Photo object pointing records:
====
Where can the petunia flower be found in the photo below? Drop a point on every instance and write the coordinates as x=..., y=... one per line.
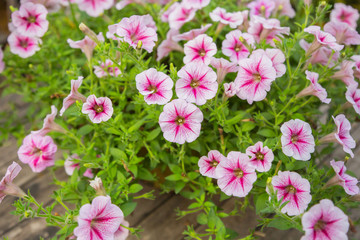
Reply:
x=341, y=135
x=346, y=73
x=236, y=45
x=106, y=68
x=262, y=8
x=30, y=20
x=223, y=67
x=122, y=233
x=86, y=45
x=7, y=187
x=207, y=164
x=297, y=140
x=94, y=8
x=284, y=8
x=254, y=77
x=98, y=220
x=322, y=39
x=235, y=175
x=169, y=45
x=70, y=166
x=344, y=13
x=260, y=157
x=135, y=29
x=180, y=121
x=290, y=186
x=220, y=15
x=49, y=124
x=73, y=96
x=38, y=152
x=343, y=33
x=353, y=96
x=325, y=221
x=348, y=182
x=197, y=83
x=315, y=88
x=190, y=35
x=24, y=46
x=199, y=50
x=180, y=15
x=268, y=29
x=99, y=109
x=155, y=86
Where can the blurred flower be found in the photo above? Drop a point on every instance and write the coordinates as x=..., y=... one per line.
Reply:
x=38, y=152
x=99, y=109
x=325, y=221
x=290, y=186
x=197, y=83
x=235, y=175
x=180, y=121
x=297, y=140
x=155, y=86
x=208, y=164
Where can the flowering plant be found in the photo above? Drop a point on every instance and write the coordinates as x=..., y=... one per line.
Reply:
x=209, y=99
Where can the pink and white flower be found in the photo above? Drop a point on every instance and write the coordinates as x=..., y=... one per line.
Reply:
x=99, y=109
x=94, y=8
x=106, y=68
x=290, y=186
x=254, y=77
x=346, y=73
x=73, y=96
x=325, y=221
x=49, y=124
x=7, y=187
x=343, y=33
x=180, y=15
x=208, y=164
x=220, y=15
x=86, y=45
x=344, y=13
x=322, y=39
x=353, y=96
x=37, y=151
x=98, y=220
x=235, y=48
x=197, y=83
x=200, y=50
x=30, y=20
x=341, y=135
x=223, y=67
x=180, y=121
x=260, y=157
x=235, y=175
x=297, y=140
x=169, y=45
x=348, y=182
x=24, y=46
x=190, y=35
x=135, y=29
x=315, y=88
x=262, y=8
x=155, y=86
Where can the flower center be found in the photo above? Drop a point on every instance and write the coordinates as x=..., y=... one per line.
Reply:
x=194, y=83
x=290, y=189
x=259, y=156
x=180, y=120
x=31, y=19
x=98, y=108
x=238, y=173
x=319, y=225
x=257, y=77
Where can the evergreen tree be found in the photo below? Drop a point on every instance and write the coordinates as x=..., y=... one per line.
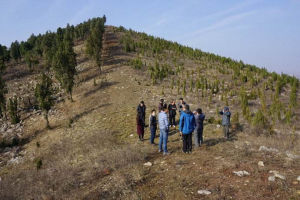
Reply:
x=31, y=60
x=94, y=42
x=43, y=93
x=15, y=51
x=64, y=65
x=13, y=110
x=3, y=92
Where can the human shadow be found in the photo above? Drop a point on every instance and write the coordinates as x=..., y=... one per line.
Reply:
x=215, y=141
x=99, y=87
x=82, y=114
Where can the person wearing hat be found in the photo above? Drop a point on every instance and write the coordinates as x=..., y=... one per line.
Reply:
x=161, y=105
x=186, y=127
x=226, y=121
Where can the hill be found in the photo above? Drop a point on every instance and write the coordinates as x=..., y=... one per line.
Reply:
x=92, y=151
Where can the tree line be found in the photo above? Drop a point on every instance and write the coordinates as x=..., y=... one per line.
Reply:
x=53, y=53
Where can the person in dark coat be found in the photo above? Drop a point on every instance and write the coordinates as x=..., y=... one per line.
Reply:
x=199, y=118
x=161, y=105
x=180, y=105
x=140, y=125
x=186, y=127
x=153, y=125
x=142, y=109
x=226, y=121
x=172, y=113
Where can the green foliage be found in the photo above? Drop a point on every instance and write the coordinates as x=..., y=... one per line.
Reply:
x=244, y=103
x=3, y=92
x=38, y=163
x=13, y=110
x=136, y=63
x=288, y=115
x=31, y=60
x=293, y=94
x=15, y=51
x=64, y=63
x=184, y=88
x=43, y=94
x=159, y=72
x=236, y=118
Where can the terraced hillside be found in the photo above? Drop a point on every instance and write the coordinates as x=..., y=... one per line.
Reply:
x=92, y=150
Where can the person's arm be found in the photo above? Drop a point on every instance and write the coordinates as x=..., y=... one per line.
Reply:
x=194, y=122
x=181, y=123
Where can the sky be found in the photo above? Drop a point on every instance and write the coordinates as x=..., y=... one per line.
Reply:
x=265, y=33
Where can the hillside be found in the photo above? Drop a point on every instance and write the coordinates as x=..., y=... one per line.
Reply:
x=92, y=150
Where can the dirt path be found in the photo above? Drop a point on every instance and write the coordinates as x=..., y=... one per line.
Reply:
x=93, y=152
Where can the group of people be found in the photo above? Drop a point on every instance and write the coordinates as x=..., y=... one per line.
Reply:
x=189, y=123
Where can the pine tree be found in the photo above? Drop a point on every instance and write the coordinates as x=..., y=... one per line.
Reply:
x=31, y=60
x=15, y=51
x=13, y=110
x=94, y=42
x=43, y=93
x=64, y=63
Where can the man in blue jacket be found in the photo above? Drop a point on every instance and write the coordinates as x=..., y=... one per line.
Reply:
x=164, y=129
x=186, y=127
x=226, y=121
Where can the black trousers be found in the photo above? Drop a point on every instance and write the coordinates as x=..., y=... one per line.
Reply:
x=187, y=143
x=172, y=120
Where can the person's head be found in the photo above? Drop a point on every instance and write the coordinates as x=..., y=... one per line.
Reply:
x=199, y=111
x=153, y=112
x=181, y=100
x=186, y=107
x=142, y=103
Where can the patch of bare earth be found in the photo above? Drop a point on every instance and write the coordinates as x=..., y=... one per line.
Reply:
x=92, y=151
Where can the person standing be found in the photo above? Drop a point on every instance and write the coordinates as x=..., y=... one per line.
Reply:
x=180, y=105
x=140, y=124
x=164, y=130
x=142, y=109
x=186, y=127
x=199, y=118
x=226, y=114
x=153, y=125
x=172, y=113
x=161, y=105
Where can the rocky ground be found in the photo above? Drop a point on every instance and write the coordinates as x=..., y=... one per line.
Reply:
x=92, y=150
====
OBJECTIVE: Rewrite every line of the material above as a numbered list, skipping any blank lines. Leave the pictures out of your answer.

RESULT FOR THIS EXERCISE:
1. Where can the petunia flower be found in the photo below? Drop a point on every instance and write the coordinates as x=..., y=... one per line.
2. Reply:
3. x=341, y=135
4. x=346, y=73
5. x=236, y=45
6. x=106, y=68
7. x=262, y=8
8. x=30, y=20
9. x=223, y=67
10. x=122, y=233
11. x=86, y=45
12. x=7, y=187
13. x=207, y=164
14. x=297, y=140
15. x=94, y=8
16. x=284, y=8
17. x=254, y=77
18. x=98, y=220
19. x=322, y=39
20. x=235, y=175
21. x=169, y=45
22. x=70, y=166
23. x=344, y=13
24. x=260, y=157
25. x=135, y=29
26. x=180, y=121
27. x=290, y=186
28. x=220, y=15
29. x=49, y=124
30. x=73, y=96
31. x=38, y=152
32. x=343, y=33
33. x=353, y=96
34. x=325, y=221
35. x=348, y=182
36. x=197, y=83
37. x=315, y=88
38. x=190, y=35
39. x=24, y=46
40. x=199, y=50
41. x=180, y=15
42. x=268, y=29
43. x=99, y=109
44. x=155, y=86
45. Where can the blurred flower be found in the photo above? Drop a point on every instance and write the coordinates as x=..., y=... one per line.
46. Reply:
47. x=38, y=152
48. x=99, y=109
49. x=325, y=221
50. x=290, y=186
51. x=197, y=83
52. x=235, y=175
53. x=180, y=121
54. x=297, y=140
55. x=155, y=86
56. x=208, y=164
57. Where can the flowering plant be found in the photo above? Drop a point on every instance and write the coordinates as x=..., y=... one per line.
58. Reply:
59. x=209, y=99
60. Where can the pink and white flower be found in the photo above? Drop a point on every instance and write the coordinates as x=..., y=... one per line.
61. Reply:
62. x=99, y=109
63. x=94, y=8
64. x=106, y=68
65. x=290, y=186
66. x=254, y=77
67. x=346, y=73
68. x=73, y=96
69. x=325, y=221
70. x=49, y=124
71. x=7, y=187
72. x=343, y=33
73. x=180, y=15
74. x=208, y=164
75. x=220, y=15
76. x=86, y=45
77. x=344, y=13
78. x=322, y=39
79. x=353, y=96
80. x=37, y=151
81. x=98, y=220
82. x=235, y=48
83. x=197, y=83
84. x=200, y=50
85. x=30, y=20
86. x=341, y=135
87. x=223, y=67
88. x=180, y=121
89. x=260, y=157
90. x=235, y=175
91. x=297, y=140
92. x=169, y=45
93. x=348, y=182
94. x=24, y=46
95. x=190, y=35
96. x=135, y=29
97. x=315, y=88
98. x=262, y=8
99. x=155, y=86
100. Where can the flower center be found in the photo above? Drop a point on every instance and write the coordinates as x=..., y=... one per line.
101. Reply:
102. x=194, y=83
103. x=290, y=189
104. x=259, y=156
105. x=180, y=120
106. x=31, y=19
107. x=98, y=108
108. x=238, y=173
109. x=319, y=225
110. x=257, y=77
111. Where can the evergreen tree be found in the photo below? Drop a point on every instance and write the coordinates as x=..., y=... one per line.
112. Reply:
113. x=31, y=60
114. x=94, y=42
115. x=43, y=93
116. x=15, y=51
117. x=64, y=65
118. x=13, y=110
119. x=3, y=92
120. Where can the human shadow be found in the photo above? Drop a point on every instance and write the coordinates as x=..., y=... one per line.
121. Reply:
122. x=215, y=141
123. x=99, y=87
124. x=82, y=114
125. Where can the person wearing hat be found in the photo above? Drop a point on every instance and write the coordinates as x=..., y=... one per line.
126. Reply:
127. x=161, y=105
128. x=186, y=127
129. x=226, y=121
130. Where can the hill be found in the photo above? Drop a point on every instance and write the coordinates as x=..., y=... one per line.
131. Reply:
132. x=92, y=151
133. Where can the tree line be found in the photo above? Drop a point on every instance and write the coordinates as x=..., y=... one per line.
134. Reply:
135. x=53, y=53
136. Where can the person in dark coat be found in the photo above? Drop a point on every instance and write the coordinates as x=..., y=... one per line.
137. Reply:
138. x=199, y=118
139. x=161, y=105
140. x=180, y=105
141. x=140, y=125
142. x=186, y=127
143. x=153, y=125
144. x=142, y=109
145. x=226, y=121
146. x=172, y=113
147. Where can the green foliage be found in the photo above? Drop a point on every instance and write the coordinates as x=..., y=... one per line.
148. Reply:
149. x=244, y=103
150. x=3, y=92
151. x=38, y=163
152. x=13, y=110
153. x=136, y=63
154. x=288, y=115
155. x=31, y=60
156. x=293, y=94
157. x=15, y=51
158. x=64, y=63
159. x=184, y=88
160. x=43, y=94
161. x=159, y=72
162. x=236, y=118
163. Where can the terraced hillside be found in the photo above? Drop a point on every instance and write the coordinates as x=..., y=... one per line.
164. Reply:
165. x=92, y=150
166. Where can the person's arm be found in the photo above? Drop a point on every instance and write the coordinates as x=..., y=... one per line.
167. Reply:
168. x=194, y=122
169. x=181, y=123
170. Where can the sky be found in the photo above? Drop a point on every instance and write the coordinates as x=..., y=... one per line.
171. Reply:
172. x=265, y=33
173. Where can the hillside be found in the photo above? Drop a point on every instance and write the coordinates as x=..., y=... one per line.
174. Reply:
175. x=92, y=150
176. Where can the dirt path be found in the photo above? Drop a point on every instance and write the coordinates as x=..., y=... one per line.
177. Reply:
178. x=93, y=152
179. Where can the group of people be found in the photo above? Drop a point on every instance and write the coordinates as x=..., y=... one per line.
180. Reply:
181. x=189, y=123
182. Where can the pine tree be found in the photo above? Drop a point on every instance and write the coordinates as x=..., y=... one per line.
183. Reply:
184. x=31, y=60
185. x=15, y=51
186. x=13, y=110
187. x=94, y=42
188. x=43, y=93
189. x=64, y=63
190. Where can the man in blue jacket be found in the photo above? Drop a point on every instance and write the coordinates as x=..., y=... one per line.
191. Reply:
192. x=164, y=129
193. x=186, y=127
194. x=226, y=121
195. Where can the black trousers be found in the photo above? Drop a point on every instance and write the coordinates as x=..., y=... one per line.
196. Reply:
197. x=187, y=143
198. x=172, y=120
199. Where can the person's head be found in the photo above? Drop a point on every instance and write the coordinates as x=..., y=... one per line.
200. Reply:
201. x=199, y=111
202. x=153, y=112
203. x=181, y=100
204. x=186, y=107
205. x=142, y=103
206. Where can the patch of bare earth be found in the photo above? Drop a point on every instance and write the coordinates as x=..., y=... one per line.
207. Reply:
208. x=92, y=151
209. Where can the person standing be found in the photo above? Drop a point on every instance and write the coordinates as x=..., y=... one per line.
210. Reply:
211. x=180, y=105
212. x=140, y=124
213. x=164, y=130
214. x=142, y=109
215. x=186, y=127
216. x=199, y=118
217. x=226, y=114
218. x=153, y=125
219. x=172, y=113
220. x=161, y=105
221. Where can the rocky ground be found in the photo above? Drop a point on every instance and write the coordinates as x=..., y=... one per line.
222. Reply:
223. x=92, y=150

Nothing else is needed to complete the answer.